> Challenge
State how many of the lines below contain the string "water". Give only the number.

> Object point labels
::::::::::
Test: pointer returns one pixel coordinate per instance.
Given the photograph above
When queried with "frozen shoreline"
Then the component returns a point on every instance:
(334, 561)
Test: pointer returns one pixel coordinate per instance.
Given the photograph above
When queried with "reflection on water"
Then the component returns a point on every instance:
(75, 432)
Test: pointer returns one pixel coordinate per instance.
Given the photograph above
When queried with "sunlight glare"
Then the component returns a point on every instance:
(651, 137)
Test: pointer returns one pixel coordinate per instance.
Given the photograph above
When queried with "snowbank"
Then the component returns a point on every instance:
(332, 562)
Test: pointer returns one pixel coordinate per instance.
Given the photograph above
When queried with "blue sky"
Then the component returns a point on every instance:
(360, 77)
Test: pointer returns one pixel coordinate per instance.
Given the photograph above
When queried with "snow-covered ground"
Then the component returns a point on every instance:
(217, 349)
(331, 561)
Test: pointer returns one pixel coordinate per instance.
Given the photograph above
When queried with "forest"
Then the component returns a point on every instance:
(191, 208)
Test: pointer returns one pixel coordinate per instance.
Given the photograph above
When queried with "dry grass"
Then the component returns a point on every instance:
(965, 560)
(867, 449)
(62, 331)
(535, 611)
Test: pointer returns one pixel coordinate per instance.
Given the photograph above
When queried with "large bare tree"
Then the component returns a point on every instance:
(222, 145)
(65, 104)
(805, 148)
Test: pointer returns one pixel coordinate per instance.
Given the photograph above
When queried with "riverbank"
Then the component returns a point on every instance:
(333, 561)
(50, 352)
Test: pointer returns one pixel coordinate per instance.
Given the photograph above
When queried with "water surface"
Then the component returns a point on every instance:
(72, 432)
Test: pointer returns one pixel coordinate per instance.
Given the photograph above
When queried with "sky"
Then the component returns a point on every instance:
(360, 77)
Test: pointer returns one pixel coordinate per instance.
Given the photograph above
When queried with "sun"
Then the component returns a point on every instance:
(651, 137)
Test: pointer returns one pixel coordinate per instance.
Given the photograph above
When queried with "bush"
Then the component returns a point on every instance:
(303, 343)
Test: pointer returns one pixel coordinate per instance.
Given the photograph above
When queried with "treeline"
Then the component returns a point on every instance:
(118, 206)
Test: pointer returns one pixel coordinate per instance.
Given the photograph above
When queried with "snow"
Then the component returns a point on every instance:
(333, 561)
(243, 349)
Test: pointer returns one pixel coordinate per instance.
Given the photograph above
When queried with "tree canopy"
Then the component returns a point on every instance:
::::::::::
> Solution for this exercise
2